(TASK INPUTS):
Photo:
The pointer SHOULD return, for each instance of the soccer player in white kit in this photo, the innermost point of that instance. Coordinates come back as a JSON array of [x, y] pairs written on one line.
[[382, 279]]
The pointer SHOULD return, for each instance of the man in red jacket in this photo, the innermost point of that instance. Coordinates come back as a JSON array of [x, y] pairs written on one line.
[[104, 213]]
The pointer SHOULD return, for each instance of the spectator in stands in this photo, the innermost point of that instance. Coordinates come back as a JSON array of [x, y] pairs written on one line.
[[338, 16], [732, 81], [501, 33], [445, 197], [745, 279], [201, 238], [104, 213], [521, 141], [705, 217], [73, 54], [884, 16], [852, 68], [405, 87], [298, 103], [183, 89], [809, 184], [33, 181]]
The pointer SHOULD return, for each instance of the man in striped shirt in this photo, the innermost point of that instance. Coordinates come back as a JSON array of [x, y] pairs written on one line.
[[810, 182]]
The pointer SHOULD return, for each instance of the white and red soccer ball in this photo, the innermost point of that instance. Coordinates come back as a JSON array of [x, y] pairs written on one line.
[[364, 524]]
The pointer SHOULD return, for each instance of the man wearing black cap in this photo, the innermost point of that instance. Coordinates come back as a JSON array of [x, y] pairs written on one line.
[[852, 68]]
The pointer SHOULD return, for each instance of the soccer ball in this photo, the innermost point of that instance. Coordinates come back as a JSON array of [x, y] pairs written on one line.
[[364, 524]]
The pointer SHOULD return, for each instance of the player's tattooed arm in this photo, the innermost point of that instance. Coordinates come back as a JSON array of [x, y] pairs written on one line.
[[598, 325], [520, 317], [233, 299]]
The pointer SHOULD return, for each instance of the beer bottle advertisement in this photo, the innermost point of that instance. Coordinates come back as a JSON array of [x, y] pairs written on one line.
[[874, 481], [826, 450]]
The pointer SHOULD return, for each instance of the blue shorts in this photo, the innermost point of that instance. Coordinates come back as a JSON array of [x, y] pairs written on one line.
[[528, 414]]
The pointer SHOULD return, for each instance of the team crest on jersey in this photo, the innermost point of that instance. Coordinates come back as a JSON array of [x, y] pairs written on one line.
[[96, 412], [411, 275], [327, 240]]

(GIVEN EXERCISE): Provide an exact reproduction of all the entries shown above.

(FINISHED EXERCISE):
Photo:
The pointer SHOULD return, for each instance of the soccer player in white kit in this photo, the innermost point of that instance. Coordinates come back as a JSON array of [x, y] pairs written on one line.
[[382, 279]]
The pointer SHOULD return, for each instance of the man in red jacket in this photo, the innermost point of that instance. Coordinates come back as a JSON array of [x, y] pairs written on one line.
[[104, 213]]
The pointer SHOULD return, for each instance of the spectator in stands in this photo, the innermost point of that instance. Coordinates come back as a JSON array of [x, y] pairs written on one line.
[[338, 16], [732, 81], [501, 33], [445, 197], [745, 279], [201, 238], [104, 213], [521, 141], [705, 217], [73, 54], [884, 16], [852, 68], [405, 87], [298, 103], [183, 89], [809, 184], [33, 181]]
The pointer SHOULD return, for each instance of the man in striped shirt in this photo, the innermost point of that instance. Coordinates come back as a JSON array of [x, y] pairs written on one line.
[[810, 182]]
The pointer SHOULD return, for each instance of the white and red soccer ball in this photo, the innermost point of that instance. Coordinates come back as a JSON array of [x, y] pairs written on one line.
[[364, 524]]
The pointer SHOULD return, for each instance of the man wearing black cap in this photo, the innermost point of that instance. Coordinates come back as a JSON array of [x, y] pairs written on one line.
[[852, 68]]
The pointer SHOULD return, for each instance of the soccer ball in this photo, the innermost point of that instance. Coordinates come back as a JSON array of [x, y] pairs written on one line.
[[364, 524]]
The pointer SHOULD return, for each instance of the player's tattooed arm in this photo, the innermost point of that instance. Coordinates come back as a JSON array of [x, y] pairs written on one line.
[[598, 325], [520, 317], [233, 299]]
The pointer SHOULD return, for each instance of the beer bottle advertisement in this photo, the innermost point of that instance. Coordinates come back as a JSON array of [x, y] pairs written on one line.
[[874, 481], [826, 450]]
The pointer SHOULD return, for each instance of the blue shorts in this photo, the innermost point of that instance. Coordinates come back as a JSON array of [x, y] pairs written on one line.
[[528, 414]]
The pointer SHOULD return, for each instance of the team crest on jersey in this photo, the innermost point of that instance. Coordinates come back as a JSON array of [x, y] pairs written on one line.
[[96, 412], [411, 275], [327, 240]]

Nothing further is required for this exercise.